Data in this exercise:
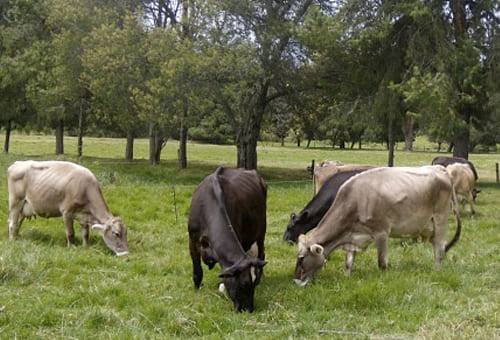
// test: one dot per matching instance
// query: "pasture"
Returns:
(50, 291)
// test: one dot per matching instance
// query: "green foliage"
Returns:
(51, 291)
(114, 69)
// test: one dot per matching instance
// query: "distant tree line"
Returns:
(232, 71)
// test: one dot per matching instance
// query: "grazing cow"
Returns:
(329, 168)
(378, 204)
(445, 161)
(227, 220)
(56, 188)
(463, 181)
(314, 211)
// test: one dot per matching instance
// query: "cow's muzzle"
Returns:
(301, 283)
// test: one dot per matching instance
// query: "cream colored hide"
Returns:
(378, 204)
(327, 169)
(56, 188)
(463, 181)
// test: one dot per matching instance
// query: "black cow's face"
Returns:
(114, 233)
(294, 228)
(310, 260)
(240, 281)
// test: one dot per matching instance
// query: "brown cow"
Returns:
(227, 220)
(463, 180)
(56, 188)
(327, 169)
(378, 204)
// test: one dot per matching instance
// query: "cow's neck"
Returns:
(98, 207)
(329, 232)
(223, 239)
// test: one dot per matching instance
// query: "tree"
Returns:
(263, 31)
(20, 27)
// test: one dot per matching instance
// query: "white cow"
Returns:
(378, 204)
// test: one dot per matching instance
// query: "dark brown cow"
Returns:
(227, 220)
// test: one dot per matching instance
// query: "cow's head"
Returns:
(240, 281)
(295, 227)
(475, 191)
(207, 254)
(114, 233)
(310, 259)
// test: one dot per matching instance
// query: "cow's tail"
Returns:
(457, 217)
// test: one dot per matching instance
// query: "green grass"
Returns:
(50, 291)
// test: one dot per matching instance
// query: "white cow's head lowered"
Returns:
(114, 233)
(310, 259)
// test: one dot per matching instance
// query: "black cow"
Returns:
(314, 211)
(445, 161)
(227, 220)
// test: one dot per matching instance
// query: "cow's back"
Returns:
(446, 161)
(393, 198)
(245, 201)
(48, 185)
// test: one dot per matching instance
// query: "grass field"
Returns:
(50, 291)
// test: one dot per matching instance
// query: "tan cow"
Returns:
(463, 180)
(378, 204)
(56, 188)
(326, 169)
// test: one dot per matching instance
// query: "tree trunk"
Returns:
(461, 144)
(390, 142)
(247, 149)
(408, 126)
(249, 134)
(183, 147)
(60, 137)
(450, 147)
(8, 129)
(156, 143)
(80, 132)
(129, 149)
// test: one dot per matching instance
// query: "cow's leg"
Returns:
(439, 238)
(262, 256)
(381, 242)
(349, 261)
(470, 200)
(15, 218)
(85, 234)
(70, 231)
(194, 250)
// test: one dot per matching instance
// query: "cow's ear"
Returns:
(228, 272)
(100, 227)
(302, 244)
(316, 249)
(258, 263)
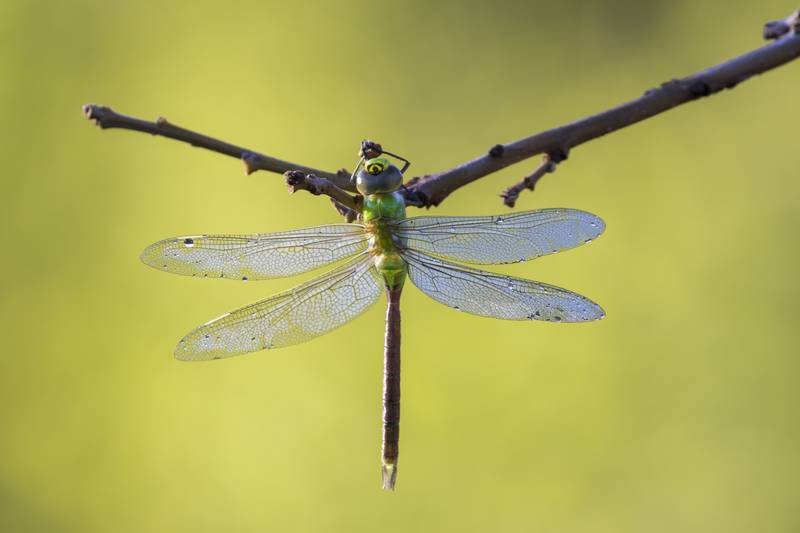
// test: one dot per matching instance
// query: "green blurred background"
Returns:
(675, 413)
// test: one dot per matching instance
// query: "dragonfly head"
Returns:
(378, 176)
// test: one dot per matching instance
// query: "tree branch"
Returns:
(347, 205)
(511, 194)
(556, 143)
(107, 118)
(433, 189)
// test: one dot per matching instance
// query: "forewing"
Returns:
(263, 256)
(300, 314)
(502, 238)
(493, 295)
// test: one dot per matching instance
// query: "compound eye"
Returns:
(376, 166)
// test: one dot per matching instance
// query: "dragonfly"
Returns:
(372, 257)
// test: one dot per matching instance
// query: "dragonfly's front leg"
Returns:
(348, 205)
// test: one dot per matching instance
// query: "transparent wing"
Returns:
(500, 239)
(291, 317)
(487, 294)
(263, 256)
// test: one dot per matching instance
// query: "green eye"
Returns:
(376, 166)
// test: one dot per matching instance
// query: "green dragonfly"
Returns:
(377, 255)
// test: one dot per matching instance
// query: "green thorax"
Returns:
(381, 212)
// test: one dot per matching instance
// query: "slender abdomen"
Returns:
(391, 390)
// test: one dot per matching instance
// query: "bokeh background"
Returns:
(676, 413)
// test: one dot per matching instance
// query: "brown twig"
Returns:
(107, 118)
(346, 204)
(431, 190)
(511, 194)
(779, 28)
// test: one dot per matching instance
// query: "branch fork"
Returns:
(432, 189)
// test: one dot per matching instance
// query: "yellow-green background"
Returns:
(675, 413)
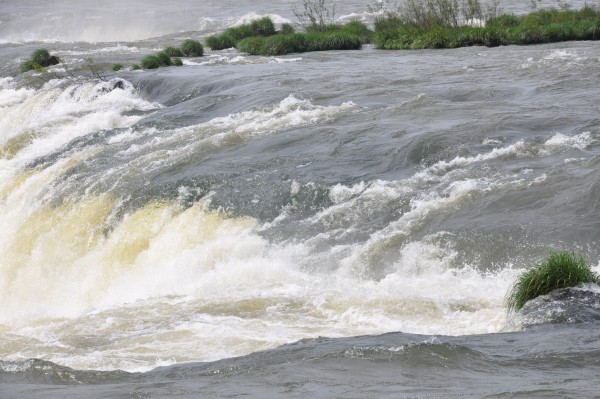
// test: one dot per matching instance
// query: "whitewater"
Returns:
(334, 224)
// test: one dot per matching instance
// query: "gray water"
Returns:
(335, 224)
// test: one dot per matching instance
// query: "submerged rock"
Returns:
(579, 304)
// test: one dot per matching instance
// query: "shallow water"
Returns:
(190, 218)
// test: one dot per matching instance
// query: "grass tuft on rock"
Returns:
(262, 27)
(299, 43)
(192, 48)
(544, 26)
(164, 58)
(150, 62)
(40, 58)
(173, 52)
(561, 269)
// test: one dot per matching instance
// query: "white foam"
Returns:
(252, 16)
(63, 110)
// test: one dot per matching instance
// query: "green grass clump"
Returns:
(40, 58)
(286, 29)
(163, 58)
(150, 62)
(561, 269)
(544, 26)
(299, 43)
(220, 42)
(173, 52)
(229, 38)
(192, 48)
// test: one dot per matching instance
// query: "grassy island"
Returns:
(260, 38)
(544, 26)
(560, 269)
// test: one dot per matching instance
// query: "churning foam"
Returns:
(85, 286)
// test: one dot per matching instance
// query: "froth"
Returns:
(37, 123)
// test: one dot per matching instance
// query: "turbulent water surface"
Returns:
(334, 224)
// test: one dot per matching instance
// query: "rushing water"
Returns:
(251, 225)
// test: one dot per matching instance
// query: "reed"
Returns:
(40, 58)
(150, 62)
(191, 48)
(163, 58)
(173, 52)
(544, 26)
(299, 43)
(561, 269)
(260, 27)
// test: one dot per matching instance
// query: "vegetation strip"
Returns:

Given problem:
Every line above should be returned word for word, with the pictures left behind.

Output below:
// test: one dot per matching instance
// query: "pasture"
Returns:
(50, 291)
// test: one dot per matching instance
// query: "green foliage"
Returns:
(51, 291)
(114, 69)
// test: one dot per matching instance
// query: "distant tree line"
Returns:
(232, 71)
// test: one dot per matching instance
// query: "grazing cow"
Returns:
(329, 168)
(378, 204)
(445, 161)
(227, 220)
(56, 188)
(463, 181)
(314, 211)
// test: one dot per matching instance
// query: "cow's muzzle"
Returns:
(301, 283)
// test: one dot per matching instance
// query: "cream colored hide"
Returns:
(378, 204)
(327, 169)
(56, 188)
(463, 181)
// test: one dot per matching instance
// query: "black cow's face"
Returns:
(114, 233)
(294, 228)
(310, 260)
(240, 281)
// test: one dot per matching instance
// query: "brown cow"
Returns:
(227, 220)
(463, 180)
(56, 188)
(327, 169)
(378, 204)
// test: one dot per matching instance
// query: "cow's neck"
Returns:
(98, 207)
(329, 232)
(223, 239)
// test: one dot per matching instance
// query: "tree"
Returns:
(263, 31)
(20, 27)
// test: one dot per matching instance
// query: "white cow"
Returns:
(378, 204)
// test: one dot per matching instance
// query: "dark brown cow"
Returns:
(227, 220)
// test: one dot per matching instance
// query: "cow's head"
Returns:
(240, 281)
(295, 227)
(475, 191)
(207, 254)
(114, 233)
(310, 259)
// test: one dot per matching instance
// query: "cow's tail"
Returns:
(457, 217)
// test: one dot per matching instance
// query: "green grass"
Returns:
(50, 291)
// test: one dot per matching instance
// query: "white cow's head lowered"
Returns:
(114, 233)
(310, 259)
// test: one dot per matching instance
// query: "black cow"
Returns:
(314, 211)
(445, 161)
(227, 220)
// test: one dot per matching instance
// query: "cow's back"
Returns:
(446, 161)
(393, 198)
(245, 201)
(48, 185)
// test: one dot per matching instance
// query: "grass field"
Returns:
(50, 291)
// test: one dot per matching instance
// query: "tan cow"
Returns:
(463, 180)
(378, 204)
(56, 188)
(326, 169)
// test: one dot per matching instance
// query: "tree trunk"
Returns:
(461, 144)
(390, 142)
(247, 149)
(408, 126)
(249, 134)
(183, 147)
(60, 137)
(450, 147)
(8, 129)
(156, 143)
(80, 132)
(129, 149)
// test: one dot per matching instance
// query: "cow's leg"
Returns:
(439, 238)
(262, 256)
(381, 242)
(349, 261)
(470, 200)
(15, 218)
(85, 234)
(70, 231)
(194, 250)
// test: one dot per matching instance
// query: "cow's ear"
Returns:
(228, 272)
(100, 227)
(302, 244)
(316, 249)
(258, 263)
// test: one dot per matching instance
// query: "green blurred background"
Returns:
(675, 413)
// test: one dot per matching instance
// query: "dragonfly head"
Returns:
(378, 176)
// test: one dot per matching instance
// query: "tree branch"
Returns:
(347, 205)
(511, 194)
(556, 143)
(107, 118)
(433, 189)
// test: one dot per matching instance
// query: "forewing"
Returns:
(263, 256)
(300, 314)
(502, 238)
(493, 295)
// test: one dot per matching instance
// query: "compound eye"
Returns:
(376, 166)
// test: one dot per matching instance
// query: "dragonfly"
Returns:
(372, 257)
// test: one dot per matching instance
// query: "dragonfly's front leg"
Returns:
(348, 205)
// test: one dot per matching instance
// query: "transparent wing"
Returns:
(500, 239)
(291, 317)
(487, 294)
(263, 256)
// test: one dot per matching instance
// query: "green eye"
Returns:
(376, 166)
// test: one dot per matching instance
// query: "green dragonfly"
Returns:
(377, 255)
// test: one dot per matching instance
// query: "green thorax"
Returns:
(381, 212)
// test: one dot per matching instance
// query: "slender abdomen"
Returns:
(391, 390)
// test: one dot per matching instance
// query: "bokeh background"
Returns:
(676, 413)
// test: one dot per matching instance
// query: "brown twig"
Returns:
(107, 118)
(346, 204)
(431, 190)
(511, 194)
(779, 28)
// test: one dot per matching instance
// query: "branch fork"
Returns:
(432, 189)
// test: one dot per matching instance
// query: "yellow-green background"
Returns:
(675, 413)
// test: one dot per matching instance
// query: "whitewater"
Returns:
(334, 224)
// test: one dot per matching instance
// query: "gray water"
Returns:
(335, 224)
// test: one dot per matching instance
// query: "submerged rock"
Returns:
(579, 304)
// test: one dot per matching instance
// query: "shallow water"
Returns:
(190, 218)
// test: one dot per matching instance
// query: "grass tuft on rock"
Returns:
(262, 27)
(299, 43)
(192, 48)
(544, 26)
(164, 58)
(150, 62)
(40, 58)
(173, 52)
(561, 269)
// test: one dot per matching instance
// query: "white foam"
Returns:
(252, 16)
(63, 110)
// test: one dot per matching instance
// query: "green grass clump"
Returns:
(40, 58)
(286, 29)
(163, 58)
(150, 62)
(561, 269)
(544, 26)
(299, 43)
(220, 42)
(173, 52)
(229, 38)
(192, 48)
// test: one dot per matching instance
// query: "grassy island"
Returns:
(260, 38)
(544, 26)
(560, 269)
// test: one dot per matching instance
// query: "churning foam"
Returns:
(85, 286)
// test: one dot per matching instance
// query: "froth"
Returns:
(37, 123)
// test: one dot per matching instance
// query: "turbulent water surface"
Returns:
(334, 224)
// test: one dot per matching instance
// query: "rushing water"
Returns:
(251, 225)
// test: one dot per matching instance
// query: "reed"
Returns:
(40, 58)
(150, 62)
(191, 48)
(163, 58)
(173, 52)
(544, 26)
(299, 43)
(561, 269)
(260, 27)
// test: one dot per matching instance
// query: "vegetation strip"
Returns:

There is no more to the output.